EXCERPT PROVIDED:
Cara Black (born November 14, 1951) is a bestselling American mystery writer. She is best known for her Aimée Leduc mystery novels featuring a female Paris-based private investigator. Black is included in the Great Women Mystery Writers by Elizabeth Lindsay 2nd edition. Her first novel Murder in the Marais was nominated for an Anthony Award for best first novel and the third novel in the series, Murder in the Sentier, was Anthony-nominated for Best Novel.

Biography
Black was born in Chicago, Illinois on November 14, 1951. She was educated at Cañada College in California, Sophia University in Yotsuya, Tokyo in Japan, and finished her schooling at San Francisco State University where she earned a bachelor's and master's degrees in education. 

She did not base her popular detective Aimée Leduc on a real person. "I knew I couldn’t write as a French woman, I can’t even tie my scarf the right way," she says, "but I grew up in a Francophile family; my father loved good food and wine, I attended a Catholic school with French nuns and I lived in Europe when I was younger. I interviewed three female detectives in Paris who ran their own detective agency and took qualities from each. It was important to me that Aimée be a young, contemporary woman like the Parisian women I know, have a strong fashion sense and be fierce in her pursuit of justice. The justice that eludes people sometimes in daily life. And that she know much more about computers than I do."

RAW RECORDS:
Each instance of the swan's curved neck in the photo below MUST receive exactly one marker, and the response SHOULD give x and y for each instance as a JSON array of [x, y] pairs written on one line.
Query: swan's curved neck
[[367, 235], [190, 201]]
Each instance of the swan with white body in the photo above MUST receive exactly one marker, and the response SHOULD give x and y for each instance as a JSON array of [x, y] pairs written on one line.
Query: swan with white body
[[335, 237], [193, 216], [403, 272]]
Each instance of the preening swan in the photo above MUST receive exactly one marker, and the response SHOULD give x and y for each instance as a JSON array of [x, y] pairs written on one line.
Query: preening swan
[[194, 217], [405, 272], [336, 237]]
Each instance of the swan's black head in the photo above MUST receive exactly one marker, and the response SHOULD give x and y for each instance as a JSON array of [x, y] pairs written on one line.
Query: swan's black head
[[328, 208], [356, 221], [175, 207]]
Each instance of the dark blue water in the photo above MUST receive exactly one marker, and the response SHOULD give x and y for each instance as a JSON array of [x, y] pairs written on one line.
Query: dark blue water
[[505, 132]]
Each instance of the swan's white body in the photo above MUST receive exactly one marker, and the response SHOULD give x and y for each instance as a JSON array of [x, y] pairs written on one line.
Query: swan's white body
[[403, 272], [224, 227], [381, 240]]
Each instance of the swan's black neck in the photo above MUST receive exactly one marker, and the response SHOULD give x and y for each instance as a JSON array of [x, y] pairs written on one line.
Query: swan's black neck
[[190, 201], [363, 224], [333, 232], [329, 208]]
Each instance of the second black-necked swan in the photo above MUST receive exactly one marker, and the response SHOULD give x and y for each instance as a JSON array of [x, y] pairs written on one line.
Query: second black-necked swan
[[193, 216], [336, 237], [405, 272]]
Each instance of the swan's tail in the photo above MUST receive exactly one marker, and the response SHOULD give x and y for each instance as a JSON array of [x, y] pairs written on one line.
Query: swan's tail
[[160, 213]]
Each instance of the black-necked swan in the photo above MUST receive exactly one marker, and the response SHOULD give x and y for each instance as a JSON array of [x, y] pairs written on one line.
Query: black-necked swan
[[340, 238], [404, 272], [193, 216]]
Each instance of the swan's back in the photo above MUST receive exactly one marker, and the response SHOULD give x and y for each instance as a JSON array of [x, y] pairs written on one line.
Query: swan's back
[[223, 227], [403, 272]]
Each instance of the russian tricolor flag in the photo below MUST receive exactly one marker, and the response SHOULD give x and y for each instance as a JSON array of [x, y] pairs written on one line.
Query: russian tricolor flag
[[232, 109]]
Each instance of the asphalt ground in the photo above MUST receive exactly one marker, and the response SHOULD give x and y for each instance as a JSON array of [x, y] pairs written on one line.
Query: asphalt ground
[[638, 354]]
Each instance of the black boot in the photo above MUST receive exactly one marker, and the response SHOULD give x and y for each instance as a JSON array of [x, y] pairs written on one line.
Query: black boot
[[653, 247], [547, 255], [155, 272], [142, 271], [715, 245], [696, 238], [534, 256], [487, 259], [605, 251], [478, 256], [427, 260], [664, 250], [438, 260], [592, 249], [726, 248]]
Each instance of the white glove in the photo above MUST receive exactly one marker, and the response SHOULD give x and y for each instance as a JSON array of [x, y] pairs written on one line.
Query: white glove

STATED EXERCISE: Decide whether each statement agrees with the biography of Cara Black: (a) Black was born in Chicago, (b) Black based Aimée Leduc on a real person, (c) Murder in the Sentier was nominated for best first novel. Answer yes or no for each and quote the deciding words from the biography. The lines that come after the biography of Cara Black can be left aside.

FINAL ANSWER:
(a) Yes: "Black was born in Chicago, Illinois on November 14, 1951."
(b) No: "She did not base her popular detective Aimée Leduc on a real person."
(c) No: "the third novel in the series, Murder in the Sentier, was Anthony-nominated for Best Novel."